Spring Air Company
- Industry: Mattress manufacturing
- Founded: 1926
- Founder: Francis Karr
- Headquarters: Elk Grove Village, Illinois, U.S.
- Products: Mattresses
- Parent: Spring Air International
- Website: www.springair.com

= Spring Air Company =

American mattress company

Spring Air Company is a mattress company based in the United States. It was founded in Chicago in 1926 when Francis Karr patented a mattress design with free-end coils. Because of the heavy weight, high transportation costs, and low value per unit weight of mattresses, they are often manufactured locally. The company is thus a licensing organization, with local licensees manufacturing the mattresses under a common name for national marketing. Like a cooperative, the licensees own the Spring Air name. Spring Air has factories across the world.

As of 2006, it is the fourth largest US brand of mattresses (behind Sealy, Serta, and Simmons). It is based in Elk Grove Village, Illinois.

== Merger with Consolidated Bedding ==
In 2007 The Spring Air Company merged with Consolidated Bedding, Inc. of Tampa, FL, Spring Air's largest licensee and simultaneously acquired six other Spring Air licensees operating eight mattress manufacturing facilities in the United States. The unified Company will employ 1,150 employees in 14 locations, including its headquarters facility that will remain in the Chicago area. The merger will solidify Spring Air's position as the leading value "S" brand on every retail floor. The acquired manufacturing facilities are in: Atlanta, GA; Birmingham, AL; Chelsea, MA (Boston); Denver, CO; Phoenix, AZ; St. Louis, MO; Salt Lake City, UT; and Lacey, WA (Seattle). They will join Consolidated Bedding's existing facilities in: Columbus, OH; Carrollton, TX (Dallas); City of Industry, CA (Los Angeles); New Brunswick, NJ; and Tampa, FL.

H.I.G. Capital LLC, a private equity investment firm with more than
$4 billion of equity capital under management, provided the equity funding for the
transaction. H.I.G. began a relationship with Spring Air in 2005 when it funded the merger
of American Bedding Industries and Spring Air Partners, the two largest Spring Air
licensees.

__DATA SECTION__:

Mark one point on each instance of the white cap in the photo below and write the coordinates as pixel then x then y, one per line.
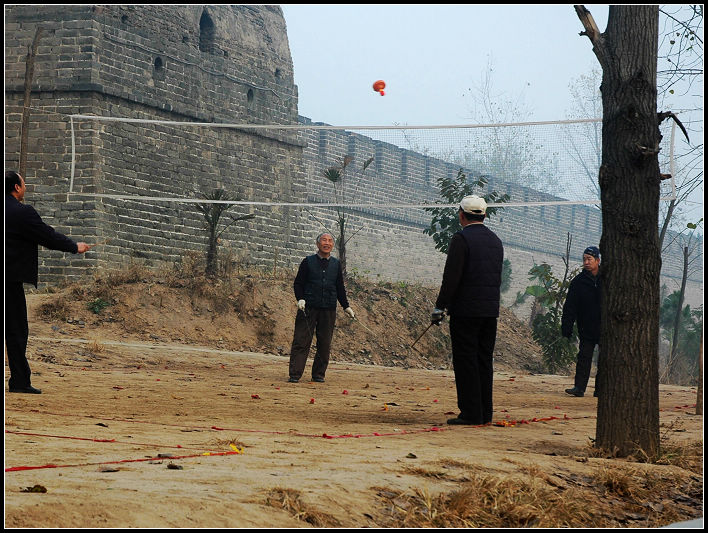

__JOB 1__: Write out, word for word, the portion of the Spring Air Company text that begins at the words "Spring Air Company is" and stops after the words "across the world.".
__JOB 2__: Extend the Spring Air Company text, continuing from its final sentence in the same encyclopedic style.

__WRITTEN RESPONSE 1__:
Spring Air Company is a mattress company based in the United States. It was founded in Chicago in 1926 when Francis Karr patented a mattress design with free-end coils. Because of the heavy weight, high transportation costs, and low value per unit weight of mattresses, they are often manufactured locally. The company is thus a licensing organization, with local licensees manufacturing the mattresses under a common name for national marketing. Like a cooperative, the licensees own the Spring Air name. Spring Air has factories across the world.

__WRITTEN RESPONSE 2__:
In May 2009 the company that owned the Spring Air name - Consolidated Bedding - went bankrupt.

The Spring Air Name was then purchased by E&E Bedding and turned into Spring Air International.

== Spring Air International ==

In May 2009 Spring Air abruptly ceased operations and in June emerged under new ownership and management as SAI (Spring Air International). Spring Air was repurchased by one of its original owners Edward Bates. Today Spring Air has expanded its presence around the world adding over 15 new facilities globally.

The Spring Air brand is now manufactured at 13 U.S. facilities and 22 international licensees that operate in 32 countries.

== Current licensees ==
- Grand Rapids Bedding, Grand Rapids, Michigan
- Springfield, IL
- Midwest Sleep Products, Grand Forks, N.D., and Toledo, Iowa.
- Pennsylvania Bedding, Old Forge, Pa.
- Pleasant Mattress Inc., Fresno, Calif.
- Sleep Inc., formerly known as Winco Bedding, Carrollton, Texas.
- C.M. Bedding Group, Inc. Fall River, Massachusetts.
- Spring Air-Greensboro, N.C.
- Massindo Group, Indonesia.
- Belvedore International, India.
- Hanax, Republic of Korea.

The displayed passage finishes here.